Task prompt:
Set down word for word each line from the start of the listing through the line that contains "x=195 y=301", both included.

Records provided:
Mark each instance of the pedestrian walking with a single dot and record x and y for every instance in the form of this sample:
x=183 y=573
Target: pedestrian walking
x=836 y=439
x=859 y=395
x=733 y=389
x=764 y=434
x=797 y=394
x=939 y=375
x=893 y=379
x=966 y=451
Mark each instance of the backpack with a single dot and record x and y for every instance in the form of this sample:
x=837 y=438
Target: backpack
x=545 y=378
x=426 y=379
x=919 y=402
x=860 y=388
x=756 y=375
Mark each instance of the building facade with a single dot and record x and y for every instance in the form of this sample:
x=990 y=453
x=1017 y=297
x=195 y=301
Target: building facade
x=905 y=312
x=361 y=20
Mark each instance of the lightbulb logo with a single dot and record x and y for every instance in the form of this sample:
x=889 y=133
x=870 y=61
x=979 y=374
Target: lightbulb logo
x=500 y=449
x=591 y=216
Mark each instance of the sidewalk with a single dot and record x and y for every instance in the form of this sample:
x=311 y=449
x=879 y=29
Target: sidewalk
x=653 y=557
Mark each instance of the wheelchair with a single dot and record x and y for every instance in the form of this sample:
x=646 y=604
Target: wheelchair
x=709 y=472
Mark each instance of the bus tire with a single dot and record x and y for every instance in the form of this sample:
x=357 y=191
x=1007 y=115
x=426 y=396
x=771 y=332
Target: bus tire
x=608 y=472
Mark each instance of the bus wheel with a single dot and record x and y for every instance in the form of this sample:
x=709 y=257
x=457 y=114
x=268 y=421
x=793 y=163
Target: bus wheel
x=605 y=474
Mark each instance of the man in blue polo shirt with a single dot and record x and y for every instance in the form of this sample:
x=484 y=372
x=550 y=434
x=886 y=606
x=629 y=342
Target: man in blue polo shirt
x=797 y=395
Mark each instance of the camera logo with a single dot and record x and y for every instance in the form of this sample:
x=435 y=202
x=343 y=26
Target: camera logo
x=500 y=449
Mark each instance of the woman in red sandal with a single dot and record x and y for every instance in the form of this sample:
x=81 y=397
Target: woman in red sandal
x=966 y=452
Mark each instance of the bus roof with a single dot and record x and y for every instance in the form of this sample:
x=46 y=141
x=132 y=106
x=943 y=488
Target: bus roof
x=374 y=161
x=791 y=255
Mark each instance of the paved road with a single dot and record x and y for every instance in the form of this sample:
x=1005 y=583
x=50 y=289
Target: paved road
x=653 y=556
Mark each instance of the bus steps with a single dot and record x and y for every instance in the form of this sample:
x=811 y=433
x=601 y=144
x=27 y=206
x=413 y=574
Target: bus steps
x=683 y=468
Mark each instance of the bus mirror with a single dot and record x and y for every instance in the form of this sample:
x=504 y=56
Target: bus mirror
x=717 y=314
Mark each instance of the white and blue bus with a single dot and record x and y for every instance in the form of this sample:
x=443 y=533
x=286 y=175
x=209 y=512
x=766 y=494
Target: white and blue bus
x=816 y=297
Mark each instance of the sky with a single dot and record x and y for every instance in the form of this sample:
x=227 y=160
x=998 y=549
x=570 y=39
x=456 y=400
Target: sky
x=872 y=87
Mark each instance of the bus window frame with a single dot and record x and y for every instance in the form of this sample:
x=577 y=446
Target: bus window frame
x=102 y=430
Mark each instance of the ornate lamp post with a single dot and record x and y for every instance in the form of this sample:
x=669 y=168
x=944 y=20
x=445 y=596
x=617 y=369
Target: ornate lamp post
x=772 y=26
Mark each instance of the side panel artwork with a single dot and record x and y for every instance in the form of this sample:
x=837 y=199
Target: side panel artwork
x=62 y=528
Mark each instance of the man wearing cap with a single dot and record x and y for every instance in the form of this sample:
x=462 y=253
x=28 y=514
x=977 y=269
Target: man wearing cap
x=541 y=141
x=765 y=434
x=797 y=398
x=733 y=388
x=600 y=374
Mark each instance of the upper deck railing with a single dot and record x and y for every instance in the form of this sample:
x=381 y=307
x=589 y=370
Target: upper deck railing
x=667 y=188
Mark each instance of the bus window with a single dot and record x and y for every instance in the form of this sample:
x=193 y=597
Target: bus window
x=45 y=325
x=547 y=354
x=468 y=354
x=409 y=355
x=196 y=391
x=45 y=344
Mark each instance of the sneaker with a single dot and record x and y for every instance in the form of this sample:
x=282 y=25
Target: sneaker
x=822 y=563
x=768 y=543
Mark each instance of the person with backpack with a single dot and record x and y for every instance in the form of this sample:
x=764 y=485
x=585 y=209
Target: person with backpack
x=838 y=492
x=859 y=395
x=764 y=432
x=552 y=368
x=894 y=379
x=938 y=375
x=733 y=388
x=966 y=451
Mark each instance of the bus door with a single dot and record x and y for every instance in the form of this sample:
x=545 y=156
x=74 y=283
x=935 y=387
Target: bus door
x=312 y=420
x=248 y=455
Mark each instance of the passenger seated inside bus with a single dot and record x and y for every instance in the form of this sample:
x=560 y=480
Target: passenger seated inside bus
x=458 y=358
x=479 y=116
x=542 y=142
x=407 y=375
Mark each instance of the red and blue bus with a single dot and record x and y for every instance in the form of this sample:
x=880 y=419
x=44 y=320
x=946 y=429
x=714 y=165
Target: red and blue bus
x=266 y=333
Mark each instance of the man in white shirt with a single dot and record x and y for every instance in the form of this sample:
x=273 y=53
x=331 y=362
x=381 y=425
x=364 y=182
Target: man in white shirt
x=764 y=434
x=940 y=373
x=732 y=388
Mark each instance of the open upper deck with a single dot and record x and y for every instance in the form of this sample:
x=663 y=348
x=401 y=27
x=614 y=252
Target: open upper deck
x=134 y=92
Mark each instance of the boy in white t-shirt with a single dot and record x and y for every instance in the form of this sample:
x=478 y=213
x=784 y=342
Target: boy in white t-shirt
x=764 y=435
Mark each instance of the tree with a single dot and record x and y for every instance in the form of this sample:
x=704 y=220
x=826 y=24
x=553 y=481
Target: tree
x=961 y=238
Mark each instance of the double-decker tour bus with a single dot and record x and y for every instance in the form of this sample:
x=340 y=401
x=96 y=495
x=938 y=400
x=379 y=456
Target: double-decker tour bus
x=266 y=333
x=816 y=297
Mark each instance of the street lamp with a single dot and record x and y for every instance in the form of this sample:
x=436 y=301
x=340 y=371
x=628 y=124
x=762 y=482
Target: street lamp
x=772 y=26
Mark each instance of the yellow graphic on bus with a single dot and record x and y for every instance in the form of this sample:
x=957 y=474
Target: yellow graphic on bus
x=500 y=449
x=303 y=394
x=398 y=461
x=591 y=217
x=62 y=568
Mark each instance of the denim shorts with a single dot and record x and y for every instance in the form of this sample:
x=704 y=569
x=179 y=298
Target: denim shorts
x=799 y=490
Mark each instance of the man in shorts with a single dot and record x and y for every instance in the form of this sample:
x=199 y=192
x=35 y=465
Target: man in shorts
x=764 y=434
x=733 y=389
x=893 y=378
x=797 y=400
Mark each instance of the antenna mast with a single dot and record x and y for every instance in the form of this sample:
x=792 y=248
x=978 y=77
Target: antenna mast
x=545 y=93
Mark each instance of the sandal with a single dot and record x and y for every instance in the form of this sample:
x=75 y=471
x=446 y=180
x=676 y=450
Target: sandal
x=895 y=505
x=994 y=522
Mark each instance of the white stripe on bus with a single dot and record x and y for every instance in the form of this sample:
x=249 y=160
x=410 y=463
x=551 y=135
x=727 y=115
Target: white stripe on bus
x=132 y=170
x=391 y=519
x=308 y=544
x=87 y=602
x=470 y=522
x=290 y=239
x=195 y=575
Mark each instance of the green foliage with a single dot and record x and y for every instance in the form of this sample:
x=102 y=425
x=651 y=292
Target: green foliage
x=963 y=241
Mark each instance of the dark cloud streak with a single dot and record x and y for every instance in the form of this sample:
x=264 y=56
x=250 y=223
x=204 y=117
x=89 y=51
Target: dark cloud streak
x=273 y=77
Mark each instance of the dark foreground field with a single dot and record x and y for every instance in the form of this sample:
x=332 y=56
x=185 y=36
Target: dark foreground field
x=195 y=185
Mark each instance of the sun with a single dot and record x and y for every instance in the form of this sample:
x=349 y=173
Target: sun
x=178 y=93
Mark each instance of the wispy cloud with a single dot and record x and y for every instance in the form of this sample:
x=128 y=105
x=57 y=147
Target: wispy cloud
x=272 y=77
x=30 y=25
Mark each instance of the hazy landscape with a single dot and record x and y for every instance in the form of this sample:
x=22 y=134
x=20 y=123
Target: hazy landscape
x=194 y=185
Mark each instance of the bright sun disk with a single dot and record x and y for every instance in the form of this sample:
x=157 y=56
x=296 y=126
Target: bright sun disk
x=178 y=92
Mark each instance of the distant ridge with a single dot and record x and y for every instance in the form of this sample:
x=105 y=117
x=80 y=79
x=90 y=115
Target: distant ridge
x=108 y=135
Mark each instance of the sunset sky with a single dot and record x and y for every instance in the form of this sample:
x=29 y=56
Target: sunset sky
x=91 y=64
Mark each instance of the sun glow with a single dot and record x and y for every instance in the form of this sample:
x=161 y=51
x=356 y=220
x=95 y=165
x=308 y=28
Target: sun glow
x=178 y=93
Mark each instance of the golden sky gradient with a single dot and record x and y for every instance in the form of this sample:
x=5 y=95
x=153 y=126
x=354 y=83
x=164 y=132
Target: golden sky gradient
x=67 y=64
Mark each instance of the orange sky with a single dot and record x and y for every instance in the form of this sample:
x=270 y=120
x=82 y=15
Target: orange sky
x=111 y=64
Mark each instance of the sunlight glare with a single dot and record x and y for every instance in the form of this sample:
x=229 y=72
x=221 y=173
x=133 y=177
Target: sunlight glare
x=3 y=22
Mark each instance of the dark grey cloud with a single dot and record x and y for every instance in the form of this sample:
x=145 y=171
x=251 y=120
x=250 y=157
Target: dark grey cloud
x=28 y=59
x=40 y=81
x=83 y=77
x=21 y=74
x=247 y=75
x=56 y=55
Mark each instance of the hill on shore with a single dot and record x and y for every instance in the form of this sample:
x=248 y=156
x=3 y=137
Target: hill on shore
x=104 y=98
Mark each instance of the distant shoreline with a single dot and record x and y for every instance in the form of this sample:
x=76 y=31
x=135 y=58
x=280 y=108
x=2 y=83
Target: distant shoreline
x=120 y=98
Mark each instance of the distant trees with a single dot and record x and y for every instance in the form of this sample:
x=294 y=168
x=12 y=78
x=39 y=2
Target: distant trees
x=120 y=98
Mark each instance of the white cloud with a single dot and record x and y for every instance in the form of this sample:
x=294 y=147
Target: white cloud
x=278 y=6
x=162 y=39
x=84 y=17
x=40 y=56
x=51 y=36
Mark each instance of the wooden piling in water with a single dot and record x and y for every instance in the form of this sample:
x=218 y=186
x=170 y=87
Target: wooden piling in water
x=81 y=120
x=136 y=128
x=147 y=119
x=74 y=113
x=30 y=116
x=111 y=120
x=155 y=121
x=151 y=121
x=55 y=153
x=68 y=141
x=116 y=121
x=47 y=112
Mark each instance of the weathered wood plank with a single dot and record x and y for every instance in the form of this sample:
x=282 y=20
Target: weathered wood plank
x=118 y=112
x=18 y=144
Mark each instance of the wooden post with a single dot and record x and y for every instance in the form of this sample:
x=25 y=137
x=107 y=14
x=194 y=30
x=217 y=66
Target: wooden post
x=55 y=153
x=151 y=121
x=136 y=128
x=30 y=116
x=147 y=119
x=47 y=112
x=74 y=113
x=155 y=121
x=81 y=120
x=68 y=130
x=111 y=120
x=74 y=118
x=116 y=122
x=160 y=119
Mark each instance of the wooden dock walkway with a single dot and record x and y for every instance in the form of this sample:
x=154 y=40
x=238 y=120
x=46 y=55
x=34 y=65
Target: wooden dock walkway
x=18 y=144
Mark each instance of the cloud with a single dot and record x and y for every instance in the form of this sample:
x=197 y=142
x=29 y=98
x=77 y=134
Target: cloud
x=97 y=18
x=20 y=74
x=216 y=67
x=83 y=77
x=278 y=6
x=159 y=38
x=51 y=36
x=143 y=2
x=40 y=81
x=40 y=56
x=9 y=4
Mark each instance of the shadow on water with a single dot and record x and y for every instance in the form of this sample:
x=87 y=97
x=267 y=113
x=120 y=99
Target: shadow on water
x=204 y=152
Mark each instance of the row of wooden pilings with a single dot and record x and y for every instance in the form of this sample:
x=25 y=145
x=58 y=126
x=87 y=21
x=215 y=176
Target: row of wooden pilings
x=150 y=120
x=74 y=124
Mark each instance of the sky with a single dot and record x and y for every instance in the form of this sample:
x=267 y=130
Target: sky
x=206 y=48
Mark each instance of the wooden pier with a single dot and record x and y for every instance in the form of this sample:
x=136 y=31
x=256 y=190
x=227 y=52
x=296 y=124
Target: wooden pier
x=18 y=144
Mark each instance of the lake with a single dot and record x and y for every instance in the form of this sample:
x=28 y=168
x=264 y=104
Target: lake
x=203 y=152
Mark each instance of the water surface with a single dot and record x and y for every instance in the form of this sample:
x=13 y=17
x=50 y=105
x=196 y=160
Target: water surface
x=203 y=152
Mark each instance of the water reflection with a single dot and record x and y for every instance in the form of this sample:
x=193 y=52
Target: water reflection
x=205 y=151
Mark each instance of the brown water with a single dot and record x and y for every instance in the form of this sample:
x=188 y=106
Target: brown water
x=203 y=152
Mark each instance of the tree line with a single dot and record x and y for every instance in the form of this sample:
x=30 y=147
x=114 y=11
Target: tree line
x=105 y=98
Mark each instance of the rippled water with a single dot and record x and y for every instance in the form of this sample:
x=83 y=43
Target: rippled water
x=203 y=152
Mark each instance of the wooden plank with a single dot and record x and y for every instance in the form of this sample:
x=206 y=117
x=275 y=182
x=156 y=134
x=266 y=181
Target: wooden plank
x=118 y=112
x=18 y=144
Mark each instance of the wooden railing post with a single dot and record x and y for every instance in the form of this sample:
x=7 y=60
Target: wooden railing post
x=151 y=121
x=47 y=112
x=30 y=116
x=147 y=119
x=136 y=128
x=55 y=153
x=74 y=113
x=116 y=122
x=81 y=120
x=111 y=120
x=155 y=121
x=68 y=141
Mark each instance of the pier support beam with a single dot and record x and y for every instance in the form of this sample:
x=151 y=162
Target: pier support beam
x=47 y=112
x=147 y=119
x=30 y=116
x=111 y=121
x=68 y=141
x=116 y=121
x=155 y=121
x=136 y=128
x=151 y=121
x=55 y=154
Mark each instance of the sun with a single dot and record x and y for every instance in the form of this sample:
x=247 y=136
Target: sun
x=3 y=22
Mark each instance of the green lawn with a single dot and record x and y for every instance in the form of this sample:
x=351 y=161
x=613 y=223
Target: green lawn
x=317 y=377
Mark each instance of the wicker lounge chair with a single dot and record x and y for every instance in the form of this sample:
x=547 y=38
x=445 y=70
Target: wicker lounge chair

Exercise answer:
Mark each instance of the pedestrian walking with a single dot and record x and y for every instance in the form of this sample:
x=183 y=573
Target: pedestrian walking
x=836 y=439
x=859 y=395
x=733 y=389
x=764 y=434
x=797 y=394
x=939 y=375
x=893 y=379
x=966 y=451
Mark each instance of the backpack with a single dot and record x and y for every instance in the form of this sample:
x=837 y=438
Target: backpack
x=545 y=378
x=426 y=379
x=919 y=402
x=860 y=388
x=756 y=375
Mark each instance of the building facade with a single dot and record x and y for every instance in the form of this sample:
x=990 y=453
x=1017 y=297
x=195 y=301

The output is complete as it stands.